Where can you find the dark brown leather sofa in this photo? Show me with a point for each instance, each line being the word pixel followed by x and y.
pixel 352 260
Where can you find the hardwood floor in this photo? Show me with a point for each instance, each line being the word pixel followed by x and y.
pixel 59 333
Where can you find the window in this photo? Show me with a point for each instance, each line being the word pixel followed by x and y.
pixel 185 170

--- What is needed ---
The records must each be output verbatim, with nothing left out.

--- Solution for this problem ---
Where can you find the dark brown leather sofa in this photo? Show me with a point for each instance, each line being the word pixel followed by x and y.
pixel 352 260
Where can you find the hardwood floor in this photo? Show me with a point for each instance, each line being the word pixel followed by x and y.
pixel 59 333
Where can you find the window in this photo? Show me with a point for each instance, each line being the word pixel followed by x and y.
pixel 185 170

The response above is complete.